ENTRIES ->
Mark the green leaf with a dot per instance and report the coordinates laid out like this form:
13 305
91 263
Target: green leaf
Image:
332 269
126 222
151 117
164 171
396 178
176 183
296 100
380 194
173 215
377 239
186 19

EXERCISE DESCRIPTION ->
Please rewrite the records above, changing "green leaf" to "yellow leaf" everywhere it occurs and leaving everything else unchanged.

SOLUTION FOR THIS EXERCISE ->
Mark the yellow leaf with a dot per instance and report the coordinates laid out like this form:
13 305
91 263
Target: yellow leaf
Image:
332 269
126 222
151 117
164 171
396 178
176 183
296 100
380 194
173 215
377 239
186 19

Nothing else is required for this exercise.